> GOAL OF THE EXERCISE: Which of the lines below contain the word "vest"? Copy each of those lines in full.

> LISTING:

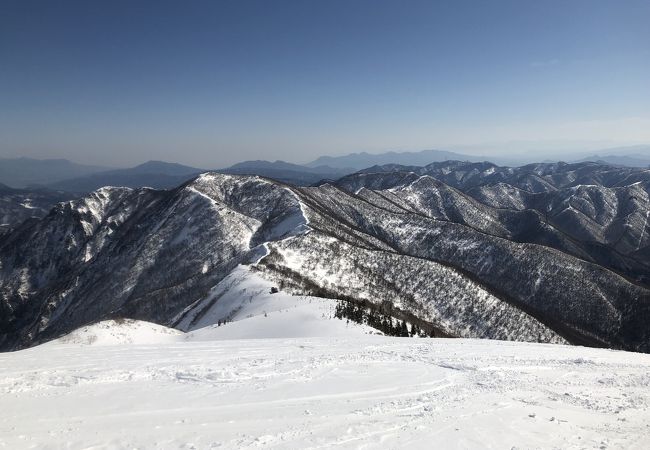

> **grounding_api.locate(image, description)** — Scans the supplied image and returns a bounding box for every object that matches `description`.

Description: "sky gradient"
[0,0,650,168]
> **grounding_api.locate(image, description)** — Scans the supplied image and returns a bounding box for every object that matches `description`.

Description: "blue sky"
[0,0,650,167]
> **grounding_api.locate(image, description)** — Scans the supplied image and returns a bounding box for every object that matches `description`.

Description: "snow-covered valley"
[0,328,650,449]
[0,282,650,449]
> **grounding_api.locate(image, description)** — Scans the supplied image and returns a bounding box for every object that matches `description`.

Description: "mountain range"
[0,161,650,352]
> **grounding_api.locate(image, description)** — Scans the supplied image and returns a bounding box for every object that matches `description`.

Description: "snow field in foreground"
[0,336,650,449]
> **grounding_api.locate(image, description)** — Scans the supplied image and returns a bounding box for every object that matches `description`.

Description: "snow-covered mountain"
[0,184,76,233]
[0,163,650,351]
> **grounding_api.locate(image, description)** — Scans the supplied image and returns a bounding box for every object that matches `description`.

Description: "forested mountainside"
[0,162,650,352]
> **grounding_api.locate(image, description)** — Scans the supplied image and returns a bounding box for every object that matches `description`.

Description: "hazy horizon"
[0,0,650,168]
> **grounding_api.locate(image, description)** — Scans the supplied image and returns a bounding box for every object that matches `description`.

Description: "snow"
[43,319,183,347]
[178,265,375,340]
[0,336,650,449]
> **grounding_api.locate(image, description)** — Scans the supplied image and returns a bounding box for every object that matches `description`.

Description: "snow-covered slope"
[175,265,376,340]
[43,319,184,346]
[0,163,650,351]
[0,338,650,449]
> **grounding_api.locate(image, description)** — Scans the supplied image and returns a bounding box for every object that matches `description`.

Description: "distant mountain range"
[0,158,108,188]
[47,161,205,193]
[307,150,486,170]
[218,161,355,186]
[306,145,650,170]
[0,161,650,352]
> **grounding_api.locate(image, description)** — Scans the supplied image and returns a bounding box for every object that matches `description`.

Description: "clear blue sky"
[0,0,650,167]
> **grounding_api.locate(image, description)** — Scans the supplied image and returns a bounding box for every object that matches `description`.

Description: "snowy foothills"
[0,161,650,449]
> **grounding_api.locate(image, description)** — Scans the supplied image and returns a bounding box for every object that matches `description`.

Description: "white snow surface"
[43,319,184,347]
[0,334,650,449]
[178,265,376,340]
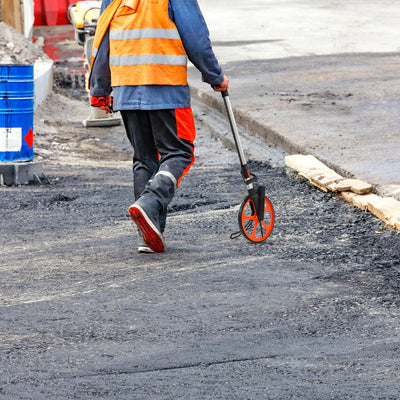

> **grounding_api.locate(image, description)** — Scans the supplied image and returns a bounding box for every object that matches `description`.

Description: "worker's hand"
[212,75,229,92]
[90,95,114,114]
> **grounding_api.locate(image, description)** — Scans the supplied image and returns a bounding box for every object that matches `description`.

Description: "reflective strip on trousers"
[155,171,177,190]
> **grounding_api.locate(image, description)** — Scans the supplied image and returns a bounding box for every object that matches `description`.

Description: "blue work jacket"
[90,0,224,111]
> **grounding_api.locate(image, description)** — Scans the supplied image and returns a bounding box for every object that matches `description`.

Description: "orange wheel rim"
[240,197,275,242]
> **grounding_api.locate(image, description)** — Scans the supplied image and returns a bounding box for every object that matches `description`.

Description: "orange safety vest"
[92,0,187,87]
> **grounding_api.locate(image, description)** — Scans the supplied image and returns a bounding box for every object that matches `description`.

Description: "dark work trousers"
[121,107,196,231]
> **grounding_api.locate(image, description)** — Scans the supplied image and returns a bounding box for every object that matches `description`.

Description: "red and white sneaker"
[129,198,165,253]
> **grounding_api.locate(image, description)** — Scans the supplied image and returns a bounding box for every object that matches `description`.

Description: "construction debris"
[285,154,400,230]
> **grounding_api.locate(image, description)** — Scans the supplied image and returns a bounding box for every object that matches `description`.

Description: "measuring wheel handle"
[217,90,275,242]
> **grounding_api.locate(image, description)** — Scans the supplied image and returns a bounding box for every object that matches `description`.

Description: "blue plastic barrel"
[0,64,34,162]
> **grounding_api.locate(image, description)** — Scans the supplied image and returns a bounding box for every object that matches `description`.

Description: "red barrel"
[34,0,77,25]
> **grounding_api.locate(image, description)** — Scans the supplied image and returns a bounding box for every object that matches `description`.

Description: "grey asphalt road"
[190,0,400,199]
[0,92,400,400]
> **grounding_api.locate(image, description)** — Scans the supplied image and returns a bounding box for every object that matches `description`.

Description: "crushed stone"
[0,22,50,65]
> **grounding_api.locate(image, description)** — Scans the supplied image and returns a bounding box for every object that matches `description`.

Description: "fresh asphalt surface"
[0,0,400,400]
[0,89,400,400]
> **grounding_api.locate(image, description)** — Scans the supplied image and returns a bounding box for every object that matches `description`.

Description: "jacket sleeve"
[89,0,112,96]
[170,0,224,85]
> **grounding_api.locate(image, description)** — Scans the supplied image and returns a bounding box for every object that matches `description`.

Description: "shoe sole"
[129,205,165,253]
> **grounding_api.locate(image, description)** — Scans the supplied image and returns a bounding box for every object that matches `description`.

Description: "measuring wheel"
[238,196,275,242]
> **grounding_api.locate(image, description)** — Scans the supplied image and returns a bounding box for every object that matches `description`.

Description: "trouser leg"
[121,108,195,230]
[121,111,159,200]
[142,108,195,211]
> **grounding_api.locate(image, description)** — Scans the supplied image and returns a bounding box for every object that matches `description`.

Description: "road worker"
[90,0,228,253]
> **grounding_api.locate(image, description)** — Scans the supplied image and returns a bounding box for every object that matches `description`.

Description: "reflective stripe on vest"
[110,0,187,87]
[110,28,180,40]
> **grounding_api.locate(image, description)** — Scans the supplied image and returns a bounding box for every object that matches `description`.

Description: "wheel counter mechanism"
[221,90,275,243]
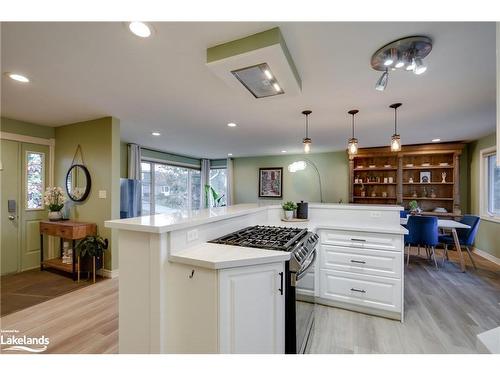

> EXERCISE OUTPUT:
Description: "orange safety vest"
Description: "reflective stripe on vest"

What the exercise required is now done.